When it comes to describing great bread recipes, they tend to take on a variety of accolades based on specific attributes. Best flavor. Best texture. Best no-knead. Best whole wheat. Best no wheat. Best gluten-free. Easiest to make. Fastest to bake. Biggest loaf. Smallest effort. Best. Fastest. Easiest. Again and again, over and around, brilliant bakers everywhere boast.
No one that I’ve encountered yet, though, has ever described their favorite bread recipe as the kindest. There’s no Google search for the best kindest bread. Kind isn’t really the type of word that generally pairs well with food descriptions and a you-have-to-make-it recipe. Baking or otherwise. But the recipe I’m sharing here in this post today can really only be, first and foremost, described that way. It is, of course, delicious and healthy and not complicated to make and contains simple ingredients, but above all, the best part of this recipe is its core, standout attribute… its kindness.
Without fully embracing that trait, you won’t be able to make this recipe as intended. And in not being able to make this recipe as intended, you’ll miss out on a truly delightful experience. One that is calming, relaxing, and joyful. You don’t need to be an expert baker or a seasoned bread maker to enjoy the fruits of this labor. You don’t even need to be a well-versed cook. In order to achieve the desired outcome of this recipe, you just need to be kind to it. To treat the ingredients and the process gently from start to finish.
Yeast is a living, breathing, growing life. Therefore, in order to make a marvelous loaf of bread, you need to treat the yeast gently and handle the dough tenderly, in the same way you would handle a newborn baby. This recipe is not about rushing or shortcuts or pre-made, pre-packaged substitutes. You don’t want to begin this culinary adventure with a scattered mind, an irritable mood, or perfection-induced pressure and motivation. This recipe is about showing kindness to yourself, the baker. It’s about showing respect for the ingredients involved, and about showing genuine care and consideration for the process of turning piles of fine and powdery specks into two golden loaves of substantial, nourishing bread.

::::::::

▸ **Tasks to carry out**
(1) Decide whether each statement below agrees with the post about kind bread, answering yes or no and quoting the words of the post that settle it: (a) the recipe depends on pre-made, pre-packaged substitutes; (b) the process ends with two loaves of bread; (c) yeast is described as a living thing.
(2) Reproduce the passage of the post about kind bread between "When it comes" and "bakers everywhere boast.", inclusive.

::::::::

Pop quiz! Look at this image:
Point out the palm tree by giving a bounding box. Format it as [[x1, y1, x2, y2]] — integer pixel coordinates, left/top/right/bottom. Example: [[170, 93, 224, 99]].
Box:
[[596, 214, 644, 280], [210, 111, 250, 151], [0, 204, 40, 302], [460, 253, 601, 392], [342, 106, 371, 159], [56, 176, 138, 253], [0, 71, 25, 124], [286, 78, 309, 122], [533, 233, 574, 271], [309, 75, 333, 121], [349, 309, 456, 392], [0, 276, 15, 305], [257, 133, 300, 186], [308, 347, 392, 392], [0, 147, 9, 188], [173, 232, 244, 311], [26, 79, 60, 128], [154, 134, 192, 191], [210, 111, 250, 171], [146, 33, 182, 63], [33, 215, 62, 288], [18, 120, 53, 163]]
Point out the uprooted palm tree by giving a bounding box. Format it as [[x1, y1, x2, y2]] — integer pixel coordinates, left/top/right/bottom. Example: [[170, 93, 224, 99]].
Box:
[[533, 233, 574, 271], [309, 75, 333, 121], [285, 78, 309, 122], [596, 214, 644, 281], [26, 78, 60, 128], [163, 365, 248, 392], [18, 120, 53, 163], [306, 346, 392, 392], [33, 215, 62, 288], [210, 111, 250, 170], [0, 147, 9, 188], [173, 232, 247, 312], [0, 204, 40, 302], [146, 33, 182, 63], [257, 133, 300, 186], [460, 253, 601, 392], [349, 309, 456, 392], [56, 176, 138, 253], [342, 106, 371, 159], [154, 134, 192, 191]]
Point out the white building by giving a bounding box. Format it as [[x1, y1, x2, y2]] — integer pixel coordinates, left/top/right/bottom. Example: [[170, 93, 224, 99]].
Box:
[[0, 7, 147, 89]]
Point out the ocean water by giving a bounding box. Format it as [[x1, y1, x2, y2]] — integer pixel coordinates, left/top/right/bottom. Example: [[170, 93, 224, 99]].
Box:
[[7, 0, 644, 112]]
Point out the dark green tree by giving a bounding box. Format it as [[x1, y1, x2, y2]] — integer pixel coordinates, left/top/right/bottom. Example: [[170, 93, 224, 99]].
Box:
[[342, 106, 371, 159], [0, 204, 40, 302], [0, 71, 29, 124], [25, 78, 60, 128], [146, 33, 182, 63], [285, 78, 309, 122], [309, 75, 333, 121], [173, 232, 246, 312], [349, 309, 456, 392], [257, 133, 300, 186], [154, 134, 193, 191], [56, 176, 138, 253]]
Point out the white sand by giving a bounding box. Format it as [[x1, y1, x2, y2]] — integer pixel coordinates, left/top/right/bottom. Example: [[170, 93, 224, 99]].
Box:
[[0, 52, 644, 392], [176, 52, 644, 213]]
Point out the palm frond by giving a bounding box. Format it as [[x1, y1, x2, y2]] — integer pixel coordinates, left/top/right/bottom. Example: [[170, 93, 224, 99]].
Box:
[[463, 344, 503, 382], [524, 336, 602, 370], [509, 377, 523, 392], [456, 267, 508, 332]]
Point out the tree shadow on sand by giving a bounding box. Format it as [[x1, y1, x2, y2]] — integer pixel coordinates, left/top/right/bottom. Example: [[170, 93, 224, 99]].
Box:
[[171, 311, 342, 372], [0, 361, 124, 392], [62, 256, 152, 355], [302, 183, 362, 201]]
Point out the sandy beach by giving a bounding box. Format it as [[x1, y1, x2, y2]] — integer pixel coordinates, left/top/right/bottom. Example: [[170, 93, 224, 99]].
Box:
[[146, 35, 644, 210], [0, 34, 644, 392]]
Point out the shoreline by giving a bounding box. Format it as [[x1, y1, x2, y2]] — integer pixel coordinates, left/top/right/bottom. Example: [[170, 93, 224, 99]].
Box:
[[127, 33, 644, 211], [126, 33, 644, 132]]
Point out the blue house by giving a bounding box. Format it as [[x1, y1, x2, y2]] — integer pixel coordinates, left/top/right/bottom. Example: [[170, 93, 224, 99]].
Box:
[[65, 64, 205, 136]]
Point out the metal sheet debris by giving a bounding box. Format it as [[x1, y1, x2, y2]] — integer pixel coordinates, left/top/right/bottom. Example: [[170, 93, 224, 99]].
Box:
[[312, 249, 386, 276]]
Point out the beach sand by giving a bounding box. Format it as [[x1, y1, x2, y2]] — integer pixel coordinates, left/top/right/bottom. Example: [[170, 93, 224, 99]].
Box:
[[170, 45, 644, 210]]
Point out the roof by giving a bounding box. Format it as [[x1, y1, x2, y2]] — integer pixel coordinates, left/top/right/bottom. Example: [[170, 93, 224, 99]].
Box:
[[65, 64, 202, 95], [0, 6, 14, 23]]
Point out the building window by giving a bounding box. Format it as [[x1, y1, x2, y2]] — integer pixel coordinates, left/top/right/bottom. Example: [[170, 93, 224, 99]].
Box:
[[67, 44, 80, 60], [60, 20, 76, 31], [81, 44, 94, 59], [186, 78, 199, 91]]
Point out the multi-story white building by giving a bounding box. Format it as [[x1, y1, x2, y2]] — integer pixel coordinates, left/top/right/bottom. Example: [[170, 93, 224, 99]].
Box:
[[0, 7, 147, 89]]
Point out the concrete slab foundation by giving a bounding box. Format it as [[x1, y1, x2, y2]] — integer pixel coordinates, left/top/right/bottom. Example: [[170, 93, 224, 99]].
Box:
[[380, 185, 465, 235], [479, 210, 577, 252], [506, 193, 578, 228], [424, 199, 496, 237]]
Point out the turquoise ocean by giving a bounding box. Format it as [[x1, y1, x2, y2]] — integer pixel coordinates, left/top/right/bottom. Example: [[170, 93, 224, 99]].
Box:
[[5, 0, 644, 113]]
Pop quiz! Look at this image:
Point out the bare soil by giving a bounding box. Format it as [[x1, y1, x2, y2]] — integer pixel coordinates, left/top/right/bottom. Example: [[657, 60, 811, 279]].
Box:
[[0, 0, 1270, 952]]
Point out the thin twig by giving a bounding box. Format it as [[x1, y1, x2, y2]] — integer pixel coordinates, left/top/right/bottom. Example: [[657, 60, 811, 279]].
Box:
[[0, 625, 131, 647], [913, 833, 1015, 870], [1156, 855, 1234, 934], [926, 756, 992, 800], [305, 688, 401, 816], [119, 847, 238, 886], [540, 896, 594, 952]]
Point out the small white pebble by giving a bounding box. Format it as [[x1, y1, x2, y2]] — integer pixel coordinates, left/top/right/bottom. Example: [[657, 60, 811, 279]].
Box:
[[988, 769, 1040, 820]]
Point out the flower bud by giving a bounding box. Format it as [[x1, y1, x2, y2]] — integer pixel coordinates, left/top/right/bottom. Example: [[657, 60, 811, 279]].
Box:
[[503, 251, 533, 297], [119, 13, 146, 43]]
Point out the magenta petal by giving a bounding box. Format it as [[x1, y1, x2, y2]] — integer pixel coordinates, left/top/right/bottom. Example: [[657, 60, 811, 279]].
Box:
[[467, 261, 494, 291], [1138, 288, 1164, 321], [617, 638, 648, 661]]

::::::::

▸ **Task results**
(1)
(a) No: "This recipe is not about rushing or shortcuts or pre-made, pre-packaged substitutes."
(b) Yes: "two golden loaves of substantial, nourishing bread."
(c) Yes: "Yeast is a living, breathing, growing life."

(2)
When it comes to describing great bread recipes, they tend to take on a variety of accolades based on specific attributes. Best flavor. Best texture. Best no-knead. Best whole wheat. Best no wheat. Best gluten-free. Easiest to make. Fastest to bake. Biggest loaf. Smallest effort. Best. Fastest. Easiest. Again and again, over and around, brilliant bakers everywhere boast.